Work instructions:
Without changing a single word, restate the entries below.

[Collected data]
::::::
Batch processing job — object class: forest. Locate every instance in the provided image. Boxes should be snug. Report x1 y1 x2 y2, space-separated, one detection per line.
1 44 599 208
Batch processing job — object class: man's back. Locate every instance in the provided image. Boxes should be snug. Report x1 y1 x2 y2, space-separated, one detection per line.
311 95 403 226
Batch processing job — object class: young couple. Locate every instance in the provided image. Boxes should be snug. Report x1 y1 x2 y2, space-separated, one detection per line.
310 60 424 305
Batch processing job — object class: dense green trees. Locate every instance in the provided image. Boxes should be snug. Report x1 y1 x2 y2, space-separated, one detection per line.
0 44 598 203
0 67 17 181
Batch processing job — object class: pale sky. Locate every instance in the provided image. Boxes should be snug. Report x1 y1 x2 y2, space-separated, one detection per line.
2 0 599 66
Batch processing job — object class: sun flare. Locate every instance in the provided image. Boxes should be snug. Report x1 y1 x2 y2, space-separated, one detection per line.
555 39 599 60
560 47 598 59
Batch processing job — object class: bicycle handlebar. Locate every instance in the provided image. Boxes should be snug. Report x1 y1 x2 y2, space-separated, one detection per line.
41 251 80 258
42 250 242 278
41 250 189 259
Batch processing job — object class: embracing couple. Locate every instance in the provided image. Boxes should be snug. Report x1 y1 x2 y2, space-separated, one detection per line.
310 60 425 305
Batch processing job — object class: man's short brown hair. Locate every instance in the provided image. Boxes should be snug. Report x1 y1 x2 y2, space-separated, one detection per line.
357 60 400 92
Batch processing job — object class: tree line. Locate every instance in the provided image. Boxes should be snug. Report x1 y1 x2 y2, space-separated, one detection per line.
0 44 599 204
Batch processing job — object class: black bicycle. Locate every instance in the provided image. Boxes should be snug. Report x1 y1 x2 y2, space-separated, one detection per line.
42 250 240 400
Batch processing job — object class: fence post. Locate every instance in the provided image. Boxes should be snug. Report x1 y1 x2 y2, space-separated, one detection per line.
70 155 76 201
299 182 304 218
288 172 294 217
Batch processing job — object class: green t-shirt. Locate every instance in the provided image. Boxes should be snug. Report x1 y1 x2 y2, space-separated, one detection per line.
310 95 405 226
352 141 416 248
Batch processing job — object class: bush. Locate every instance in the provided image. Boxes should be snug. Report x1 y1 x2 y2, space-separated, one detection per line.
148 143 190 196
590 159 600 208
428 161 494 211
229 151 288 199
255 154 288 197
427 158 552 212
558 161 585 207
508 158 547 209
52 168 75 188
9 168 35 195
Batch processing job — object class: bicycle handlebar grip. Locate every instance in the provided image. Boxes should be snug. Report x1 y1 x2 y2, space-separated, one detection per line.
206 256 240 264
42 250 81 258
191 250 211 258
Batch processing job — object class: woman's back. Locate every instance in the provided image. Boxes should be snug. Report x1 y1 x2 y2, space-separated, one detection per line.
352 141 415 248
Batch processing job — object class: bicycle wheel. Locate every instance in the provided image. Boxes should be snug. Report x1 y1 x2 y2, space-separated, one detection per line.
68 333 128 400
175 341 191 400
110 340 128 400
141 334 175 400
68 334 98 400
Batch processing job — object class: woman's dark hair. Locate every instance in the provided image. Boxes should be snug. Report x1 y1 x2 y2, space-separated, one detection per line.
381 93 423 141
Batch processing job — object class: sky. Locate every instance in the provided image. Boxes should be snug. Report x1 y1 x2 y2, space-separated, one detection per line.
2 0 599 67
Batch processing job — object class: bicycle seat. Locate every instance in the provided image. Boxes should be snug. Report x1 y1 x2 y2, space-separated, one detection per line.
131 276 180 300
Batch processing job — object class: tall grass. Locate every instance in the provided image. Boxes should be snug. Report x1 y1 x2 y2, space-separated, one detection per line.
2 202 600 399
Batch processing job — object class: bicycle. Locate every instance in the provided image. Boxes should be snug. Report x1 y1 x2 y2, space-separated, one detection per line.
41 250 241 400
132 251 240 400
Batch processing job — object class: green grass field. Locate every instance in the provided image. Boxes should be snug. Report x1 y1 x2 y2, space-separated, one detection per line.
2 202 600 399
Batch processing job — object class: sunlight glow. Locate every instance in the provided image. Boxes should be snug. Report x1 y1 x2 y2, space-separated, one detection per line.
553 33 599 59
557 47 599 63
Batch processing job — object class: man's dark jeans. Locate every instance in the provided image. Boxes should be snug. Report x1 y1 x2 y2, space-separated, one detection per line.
::::::
Response box:
Batch processing job — object class: forest. Locate every instance in the provided image. Boxes should be snug. Report x1 y1 x2 y2, space-separated, one detection per line.
1 44 599 208
Batch processing job — object class: man's back. Locate every instance in the provided image. Boxes should be snug. Report x1 y1 x2 y2, space-separated, one detection per line.
311 95 403 226
Batch processing job — object class: young couple. Locate every instance in the provided image. Boxes should be snug. Report x1 y1 x2 y2, space-separated, one detection per line.
310 60 424 305
Batch processing job — object class: dense green trees. Locate every instance in the provided image. Boxes should be snug. Report x1 y1 x2 y2, space-separated, one detection per line.
0 44 598 203
0 67 17 181
Batch processing job — object class: pale sky. Locate every instance in the provided image. Boxes should be snug. Report x1 y1 x2 y2, space-separated, one detection per line.
2 0 599 66
Batch processing job — object class: sun flare. Locate every instance in the provided image. Boxes should be snug. Report x1 y1 x2 y2, space-separated, one detection per line.
555 39 599 60
560 47 598 59
Batch processing job — object class: bicycle handlebar. Locate every instance in the provided image. Boxes should be snug. Report x1 y1 x2 y2, space-separated, one detection per line.
41 251 80 258
42 250 242 278
41 250 189 259
Batch processing job — object class: embracing couple. Locate every instance in the provided image. Boxes should be snug. Report x1 y1 x2 y2, space-separated, one detection per line.
310 60 425 305
Batch processing job — object class: man's short brown hair. Locate every instance in the provided image. Boxes should be snug. Report x1 y1 x2 y2, space-separated, one detection per line.
357 60 400 92
Batch processing job — object class: tree line. Locate every instance in the provided image. Boxes should be snug. Report x1 y1 x2 y2, space-separated, one detection per line.
0 44 599 204
Batch processing job — object class: black bicycle. Locate every instance in the provided image. Boxes should be snug. Report x1 y1 x2 y2, space-separated, one detection per line.
42 250 240 400
Batch processing job — object class: fence post. Locate every instance in the provided image. Boxes should be snug. Report x1 y1 x2 y2, space-separated, one detection per line.
70 155 76 201
299 182 304 218
288 172 294 217
Batch processing job — object class: green t-shirt. Locate every instance in the provided image. Boxes should be snug. Report x1 y1 x2 y2, space-separated, one detection per line.
310 95 405 226
352 141 416 248
Batch processing job — object class: bush. Locate every instance in the provided image. Boxes should be snug. Report x1 y1 x2 y2, space-separated, one detection per line.
148 143 190 196
590 159 600 208
428 161 494 211
229 151 288 199
255 154 288 197
427 158 552 212
558 161 585 207
508 158 547 209
52 168 75 188
9 168 35 195
Batch processing job — object class: bicycle handlebar grip. Locate every instance in the provided image. Boxes should be snug. Report x1 y1 x2 y2, space-separated, one detection per line.
206 256 240 264
42 250 81 258
191 250 211 258
Batch processing job — object class: woman's back. Locate every instance in the provided image. Boxes should be snug. Report x1 y1 x2 y2, space-separated, one detection per line.
352 141 415 248
Batch processing job — object class: bicycle wheel. Locate every instance in the provided image. Boxes should be snug. Report x1 y1 x2 y2, space-separated, one detection per line.
68 333 128 400
175 341 191 400
110 340 128 400
141 334 175 400
68 334 98 400
Batch processing job — object class: woman's dark hair. Locate every instance in the provided image. Boxes should be snug. Report x1 y1 x2 y2, space-separated, one detection per line.
381 93 423 141
Batch processing job — object class: sky. Locate every instance in the provided image. Boxes should be snug. Report x1 y1 x2 y2, space-separated, one detection per line.
2 0 599 67
Batch processing job — object class: bicycle seat. Locate every instance in the provided image. Boxes should be snug. Report x1 y1 x2 y2, space-separated, one detection per line.
131 276 180 300
Batch processing job — object class: tall grass. Locate every instance in the provided image. Boxes should be snug. Report x1 y1 x2 y2, space-separated, one detection per line.
2 202 600 399
Batch processing job — object class: bicycle. Locate every instance in the provided image. Boxes should be snug. Report x1 y1 x2 y2, space-separated, one detection per line.
41 250 241 400
132 251 240 400
Batch processing job — object class: green grass field. Locate every instance in the provided image. Boxes should be snug. Report x1 y1 x2 y2, space-separated, one detection per line.
2 202 600 399
Batch processing job — object class: sunlight glow. Locate every instance in the provided image. Boxes should be snug. Report x1 y1 x2 y2, space-separated, one detection per line.
553 33 599 59
557 47 599 63
Batch processing job — object class: man's dark jeans. Locate every instance in the provided image. Boxes should be snug. Report x1 y1 x2 y2, space-separated, one detection per line.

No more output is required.